The records below are to be copied word for word, with every picture left out.

Dataset entries:
+ + + +
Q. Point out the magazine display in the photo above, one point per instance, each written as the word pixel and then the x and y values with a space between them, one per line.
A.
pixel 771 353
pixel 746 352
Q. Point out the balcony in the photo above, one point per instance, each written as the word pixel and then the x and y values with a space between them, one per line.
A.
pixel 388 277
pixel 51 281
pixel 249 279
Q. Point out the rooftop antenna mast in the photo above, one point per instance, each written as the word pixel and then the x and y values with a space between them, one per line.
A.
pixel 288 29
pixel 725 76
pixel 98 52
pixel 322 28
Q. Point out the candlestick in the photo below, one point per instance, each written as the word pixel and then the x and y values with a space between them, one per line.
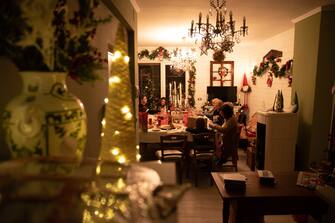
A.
pixel 175 92
pixel 207 22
+ + + +
SOLVED PROBLEM:
Q. Point out the magazine display in the photo above, one point per instance, each written as the word pixel and then the x and y values with a space between them, one per line.
A.
pixel 771 353
pixel 746 352
Q. Point out the balcony in the photo above, one point per instance, each written as the word pixel and then the x and y values with a space between them, one per line.
A.
pixel 388 277
pixel 51 281
pixel 249 279
Q. Point out the rooftop antenna mast in the photo above, one point per instance, each written as the word pixel and then the x and y values with a space between them, one per line.
A.
pixel 288 29
pixel 725 76
pixel 98 52
pixel 322 28
Q. Point out the candlestick in the photo below, one point per instance, each written as the word pixel and then the x and y values with a space between them, one per line.
A.
pixel 175 92
pixel 207 22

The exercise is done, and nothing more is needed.